::: DOCUMENT TEXT :::

OTOH, why have a hangar like that in the first place if centimeter precision were desired or achievable? A tube the shape of the shuttle would make more sense.

They needed the space to load and unload passengers and cargo. The hanger wasn't simply there to launch these little shuttles, they would also have to allow for the possible need to take in a number of different sized vessels and machinery. So why not have the launches and landings of their own shuttles in the same space instead of having a hanger plus launch tubes? This ain't the Galactica where fighter ships have to blast out of there full speed after all.
 
Well, TOS-R tries to go with the "official" size of the ship, something TOS never attempted despite in theory establishing that official size in e.g. the onseen graphic comparing the ship with her Klingon counterpart and a yardstick.

Which alternate size would fit the original shuttle deck model - the 1080'? Or even larger?

OTOH, why have a hangar like that in the first place if centimeter precision were desired or achievable?

To embark craft other than the standard shuttles?

(Or course, Jefferies' original shuttle design was considerably larger than the butterdish.)
 
Well, let's ask some military and commercial pilots if they're allowed to have "fun" by showboating and making their takeoffs as dangerous as possible, shall we? :)

::: RECORD SET :::

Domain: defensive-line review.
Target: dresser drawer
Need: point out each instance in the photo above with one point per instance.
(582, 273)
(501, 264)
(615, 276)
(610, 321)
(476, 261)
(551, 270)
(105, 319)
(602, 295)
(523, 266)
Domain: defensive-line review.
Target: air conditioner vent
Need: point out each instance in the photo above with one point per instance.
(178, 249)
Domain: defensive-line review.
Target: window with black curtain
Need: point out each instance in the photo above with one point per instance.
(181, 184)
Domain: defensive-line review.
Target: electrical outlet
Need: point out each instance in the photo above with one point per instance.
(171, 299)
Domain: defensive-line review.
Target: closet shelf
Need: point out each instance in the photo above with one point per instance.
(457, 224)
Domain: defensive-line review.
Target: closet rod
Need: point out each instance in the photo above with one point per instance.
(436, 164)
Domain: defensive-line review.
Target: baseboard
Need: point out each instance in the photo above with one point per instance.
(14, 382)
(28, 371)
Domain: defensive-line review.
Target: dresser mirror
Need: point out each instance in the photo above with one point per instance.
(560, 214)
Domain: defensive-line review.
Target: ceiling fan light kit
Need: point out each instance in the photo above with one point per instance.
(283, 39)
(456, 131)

:::
::: RECORD SET :::

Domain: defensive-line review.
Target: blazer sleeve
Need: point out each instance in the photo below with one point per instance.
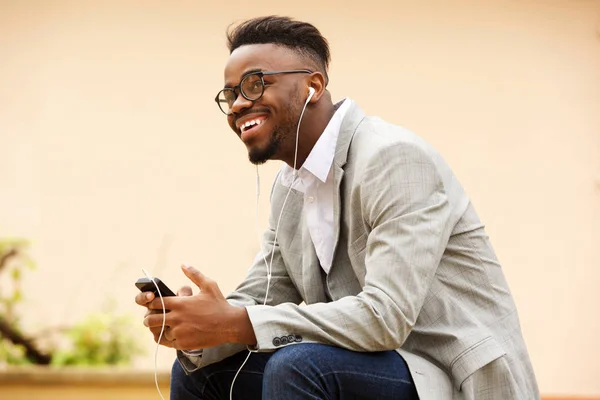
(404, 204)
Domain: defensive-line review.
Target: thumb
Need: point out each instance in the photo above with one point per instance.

:::
::: RECORD SET :::

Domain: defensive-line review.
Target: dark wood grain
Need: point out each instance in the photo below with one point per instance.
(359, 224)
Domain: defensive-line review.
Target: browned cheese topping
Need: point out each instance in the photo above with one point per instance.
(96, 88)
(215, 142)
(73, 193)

:::

▶ [REQUIREMENT 1] Sum up the shuttle hangar discussion in two sentences.
▶ [REQUIREMENT 2] According to the shuttle hangar discussion, why would the ship launch and land its shuttles inside a big hangar instead of using a tube the shape of the shuttle? Answer in two sentences.
▶ [REQUIREMENT 3] Write the next post in the shuttle hangar discussion.

▶ [RESULT 1] One poster asks why a ship would have a hangar like that instead of a shuttle-shaped tube if centimeter precision were wanted, and others answer that the space was needed to load and unload passengers and cargo and to take in craft and machinery of different sizes. The posters also talk about TOS-R going with the "official" size of the ship, ask which alternate size would fit the original shuttle deck model, and note that Jefferies' original shuttle design was considerably larger than the butterdish.

▶ [RESULT 2] The ship needed the space anyway to load and unload passengers and cargo and to take in a number of different sized vessels and machinery, so it made sense to launch and land its own shuttles there instead of having a hangar plus launch tubes. Also, unlike on the Galactica, the shuttles didn't have to blast out at full speed.

▶ [RESULT 3]
I could quote a commercial pilot or two I know, but they wouldn't appreciate it in the slightest...

Flying is incredibly boring in any case. Automation today isn't very good at preventing or even moderating suicidal behavior, but I expect things to improve in the very near future already. And when we get there, cutting of corners within the limits will not only become commonplace but mandatory if one wishes to keep the schedule and thus one's job. Cutting of corners for entertainment purposes won't be far behind...

Which alternate size would fit the original shuttle deck model - the 1080'? Or even larger?

The original model is false perspective, with the "region of belief" concentrating at the hangar doors where we can make comparisons with the shuttlecraft model; anything forward of those is indeterminate in size, and probably won't fit any particular ship size more exactly than another. The CGI bay in turn would supposedly be built with the "classic" 947 ft size in mind.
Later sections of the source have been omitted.